_EXERCISE TASKS:_
1. Please give again the part of the Yahoo blog post that begins at the words "Many observers say" and stops after "manner. Also quickly.", copying it exactly.
2. Answer these questions from the Yahoo blog post:
(a) What stock price does the writer give for Yahoo at the time of writing?
(b) On the boards of which companies does Carol Bartz sit?
(c) Which company did she run?

_EXCERPTED TEXT:_
■ ■ ■

Yahoo needs “some friggin’ breathing room.”
So said the new CEO of Yahoo, Carol Bartz, during a media conference call this week. I agree, but it looks like “the street” may be less patient. At a stock price of about $11.60 as I write this blog, the company’s value has diminished a fair bit since the beginning of the week when the announcement of her hiring was made public. Seems the pundits aren’t interested in being too patient.
Readers of this blog will know that I’m not a huge fan of Jerry Yang’s leadership or management. While I suspect he’s got an IQ higher than most mortals; I believe he made some boneheaded decisions over the past four years. Consequently, Yahoo today is not as great as previously. That said, it’s very good that he finally stepped down and brought in a professional leader to take the organization forward. The primary question is, will it ever reach its former level of relevance? And, secondly, is Carol Bartz the right person to take Yahoo forward?
Many observers say that she’s the wrong choice at the wrong time. Citing her lack of experience in an organization that makes money in the advertising industry, and the continually increasing pressure from Google, many industry watchers are saying she simply is not ready to do “what’s needed”. I disagree.
What’s needed from a new leader in any organization (including one as important as Yahoo,) is what’s called “clear eyes”: Any individual placed in a new role has to be able to size up the issues and priorities being faced. And time, as the lawyers say, will be of the essence. The new leader’s assessment has to be done very quickly. With no emotion, prejudice, or bias (s)he needs to see clearly what and how is required and then how to get those tasks completed in the most effective manner. Also quickly.
I think Carol Bartz is exactly that type of individual. Her plan for an immediate “deep dive” into the workings of the company and the existing plans is precisely what I’d recommend to any new head of state who sincerely wants to get a handle on strengths and weaknesses of – and within – the organization recently joined. It shows interest and care to all those watching the early actions of the new boss. That showing is itself an encouraging action and statement of direction to them.
And to those who worry about her so-called lack of experience; they may want to do a little homework on Ms Bartz. She sits on boards of companies like Cisco and Intel each with their own opportunities and handicaps. She’s worked at Sun and ran Autodesk, a leader in CAD. She’s been underestimated by rivals and pundits in the past and succeeded where others have failed. Great leaders often say they’ve experienced similar responses to their arrival by the way.
Whether Yahoo does a deal with Microsoft or another organization like Time Warner, or if it remains as a freestanding organization with fresh direction and objectives, I’d bet it’s going places.

■ ■ ■

_DATASET ENTRIES:_
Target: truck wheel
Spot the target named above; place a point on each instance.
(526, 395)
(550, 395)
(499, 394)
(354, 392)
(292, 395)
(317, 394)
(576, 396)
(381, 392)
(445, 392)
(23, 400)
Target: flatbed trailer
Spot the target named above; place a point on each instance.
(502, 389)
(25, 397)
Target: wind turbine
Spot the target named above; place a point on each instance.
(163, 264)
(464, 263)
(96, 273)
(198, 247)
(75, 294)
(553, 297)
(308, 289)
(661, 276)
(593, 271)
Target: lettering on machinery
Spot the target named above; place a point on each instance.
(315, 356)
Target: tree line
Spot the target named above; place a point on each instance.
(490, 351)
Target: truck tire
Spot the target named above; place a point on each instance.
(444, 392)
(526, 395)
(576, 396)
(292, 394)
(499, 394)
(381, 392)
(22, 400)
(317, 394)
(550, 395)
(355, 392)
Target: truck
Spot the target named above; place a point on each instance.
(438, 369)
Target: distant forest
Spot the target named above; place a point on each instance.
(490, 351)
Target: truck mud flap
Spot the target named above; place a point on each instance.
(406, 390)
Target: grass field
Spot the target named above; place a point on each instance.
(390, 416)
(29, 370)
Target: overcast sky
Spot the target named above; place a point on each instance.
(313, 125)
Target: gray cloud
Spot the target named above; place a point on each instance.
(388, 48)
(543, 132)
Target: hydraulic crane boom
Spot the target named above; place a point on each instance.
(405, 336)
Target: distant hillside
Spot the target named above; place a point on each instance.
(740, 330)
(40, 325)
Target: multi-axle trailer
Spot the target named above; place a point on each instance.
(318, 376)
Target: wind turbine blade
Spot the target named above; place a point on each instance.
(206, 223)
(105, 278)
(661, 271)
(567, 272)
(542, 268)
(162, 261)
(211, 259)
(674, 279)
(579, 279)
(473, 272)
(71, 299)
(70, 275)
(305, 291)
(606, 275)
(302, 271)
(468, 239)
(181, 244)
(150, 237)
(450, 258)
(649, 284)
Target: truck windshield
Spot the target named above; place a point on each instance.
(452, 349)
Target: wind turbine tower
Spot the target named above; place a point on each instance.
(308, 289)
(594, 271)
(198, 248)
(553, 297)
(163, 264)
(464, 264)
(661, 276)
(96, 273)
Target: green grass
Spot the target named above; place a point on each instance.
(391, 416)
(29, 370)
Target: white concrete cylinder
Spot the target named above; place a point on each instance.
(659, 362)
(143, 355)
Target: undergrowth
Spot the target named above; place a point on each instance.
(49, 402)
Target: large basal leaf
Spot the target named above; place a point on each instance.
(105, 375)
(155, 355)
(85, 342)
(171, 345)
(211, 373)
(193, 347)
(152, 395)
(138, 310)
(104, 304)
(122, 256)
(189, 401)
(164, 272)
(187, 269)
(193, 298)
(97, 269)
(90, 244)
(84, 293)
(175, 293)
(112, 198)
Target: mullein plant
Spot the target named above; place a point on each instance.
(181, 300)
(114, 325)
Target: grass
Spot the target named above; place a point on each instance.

■ ■ ■

_ANSWERS BELOW:_
1.
Many observers say that she’s the wrong choice at the wrong time. Citing her lack of experience in an organization that makes money in the advertising industry, and the continually increasing pressure from Google, many industry watchers are saying she simply is not ready to do “what’s needed”. I disagree.
What’s needed from a new leader in any organization (including one as important as Yahoo,) is what’s called “clear eyes”: Any individual placed in a new role has to be able to size up the issues and priorities being faced. And time, as the lawyers say, will be of the essence. The new leader’s assessment has to be done very quickly. With no emotion, prejudice, or bias (s)he needs to see clearly what and how is required and then how to get those tasks completed in the most effective manner. Also quickly.

2.
(a) About $11.60
(b) Cisco and Intel
(c) Autodesk